Objective:
Rewrite the lines below, changing each "tagging" to "marking" and leaving all other text unchanged.

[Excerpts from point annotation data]
---+---

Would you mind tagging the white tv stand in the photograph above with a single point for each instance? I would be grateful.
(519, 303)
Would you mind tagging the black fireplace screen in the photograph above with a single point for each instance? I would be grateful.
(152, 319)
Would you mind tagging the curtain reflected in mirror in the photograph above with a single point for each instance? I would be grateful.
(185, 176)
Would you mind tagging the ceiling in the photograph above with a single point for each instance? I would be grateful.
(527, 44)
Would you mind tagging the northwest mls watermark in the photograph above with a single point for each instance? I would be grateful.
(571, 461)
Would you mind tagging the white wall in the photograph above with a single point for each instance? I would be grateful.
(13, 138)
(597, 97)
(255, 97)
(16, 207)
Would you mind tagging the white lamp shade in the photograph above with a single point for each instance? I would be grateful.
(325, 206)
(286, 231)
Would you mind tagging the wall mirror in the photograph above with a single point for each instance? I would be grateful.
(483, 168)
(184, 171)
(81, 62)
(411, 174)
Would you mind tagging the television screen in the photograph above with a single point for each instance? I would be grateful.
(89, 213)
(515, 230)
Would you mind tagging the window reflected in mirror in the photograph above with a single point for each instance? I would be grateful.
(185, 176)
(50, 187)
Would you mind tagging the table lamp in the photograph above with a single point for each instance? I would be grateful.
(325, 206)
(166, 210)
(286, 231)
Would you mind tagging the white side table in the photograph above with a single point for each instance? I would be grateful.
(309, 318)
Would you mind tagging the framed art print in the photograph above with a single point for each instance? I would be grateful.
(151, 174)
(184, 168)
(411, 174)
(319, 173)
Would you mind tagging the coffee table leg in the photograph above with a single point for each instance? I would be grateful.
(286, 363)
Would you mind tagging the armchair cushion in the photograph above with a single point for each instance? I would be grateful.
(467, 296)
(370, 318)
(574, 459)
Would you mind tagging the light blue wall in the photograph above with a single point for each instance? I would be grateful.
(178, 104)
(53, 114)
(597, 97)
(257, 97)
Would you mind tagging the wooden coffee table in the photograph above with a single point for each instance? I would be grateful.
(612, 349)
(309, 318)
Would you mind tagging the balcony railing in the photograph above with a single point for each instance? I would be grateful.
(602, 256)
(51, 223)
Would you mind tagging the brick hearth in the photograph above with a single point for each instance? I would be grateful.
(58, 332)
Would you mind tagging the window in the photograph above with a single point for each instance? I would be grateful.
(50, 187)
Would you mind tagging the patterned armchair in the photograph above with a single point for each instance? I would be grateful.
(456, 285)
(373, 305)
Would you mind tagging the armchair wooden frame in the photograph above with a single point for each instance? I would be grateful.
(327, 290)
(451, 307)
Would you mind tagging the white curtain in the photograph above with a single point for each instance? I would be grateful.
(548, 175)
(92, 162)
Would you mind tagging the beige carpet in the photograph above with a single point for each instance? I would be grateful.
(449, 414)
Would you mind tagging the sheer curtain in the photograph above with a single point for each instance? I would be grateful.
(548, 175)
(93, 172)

---+---

Solution for this task:
Would you mind marking the white tv stand in the photograph above with a single point for each instance? I would be grateful.
(519, 303)
Would you mind marking the black fireplace screen in the photograph above with a single point for each instance? I would be grateful.
(152, 319)
Would you mind marking the curtain reflected in mirror in the photograph above with a single point for each instance? I would be grateful.
(185, 176)
Would you mind marking the ceiling in the photograph above with a single point for each instance? I would be grateful.
(527, 44)
Would you mind marking the northwest mls watermark in the photograph above with a single point for each instance? I would be grateful.
(571, 461)
Would you mind marking the white wall in the photograph above with a single point for each instance? I would be grateful.
(13, 138)
(597, 97)
(255, 97)
(16, 207)
Would you mind marking the white lamp shade in the photograph above with a single point for each instance? I would be grateful.
(325, 206)
(286, 231)
Would you mind marking the wall mirror in the photograph above with a single point for each instance? I would be grateful.
(483, 168)
(184, 171)
(81, 62)
(411, 174)
Would you mind marking the television screen in the photograph above with a single point for each instance? I would be grateful.
(89, 213)
(515, 230)
Would you mind marking the window reflected in mirror in the photograph above with a single point for each instance? I would be grateful.
(185, 176)
(50, 187)
Would you mind marking the table lamp in the photograph above with a single point for each instance? I would be grateful.
(325, 206)
(166, 210)
(286, 231)
Would you mind marking the white side table in the photograph above with a single point for each instance? I would be grateful.
(309, 318)
Would you mind marking the framed art print in the photograph above with a single point for each instance? I would be grateful.
(151, 174)
(184, 168)
(411, 174)
(319, 173)
Would you mind marking the coffee table leg in the photograph above with a single point for each instance? I would be grateful.
(286, 363)
Would you mind marking the armchair cushion in the photograph above with a single point for each instance? I would be grateful.
(467, 296)
(370, 318)
(574, 459)
Would you mind marking the light blue wall in the photograph above with a single point for each instance? I would be grateful.
(178, 104)
(53, 114)
(597, 97)
(257, 97)
Would you mind marking the wooden coffee table in the photograph above with a single point for each instance? I would be grateful.
(612, 349)
(309, 318)
Would you mind marking the balcony railing in the photograph above with a single point for each instance? I would be grateful.
(602, 256)
(51, 223)
Would you mind marking the brick hearth in the photograph above with a single point for each instance? I would be grateful.
(58, 332)
Would you mind marking the window in the photograph above with a single point for each instance? I would be grateful.
(50, 187)
Would you mind marking the patterned armchair in the photograph above with a single point for each instance? I would be grateful.
(456, 285)
(373, 305)
Would you mind marking the armchair wooden frame in the photograph above with a single point for each instance? I would be grateful.
(327, 290)
(451, 307)
Would you mind marking the white curtain in the photograph above with a single point for each instance? I would be grateful.
(548, 175)
(92, 162)
Would you mind marking the beige carpet in the photograph above with a single point for each instance? I would be grateful.
(449, 414)
Would you mind marking the sheer curtain in the photograph above with a single point for each instance? I would be grateful.
(548, 175)
(93, 172)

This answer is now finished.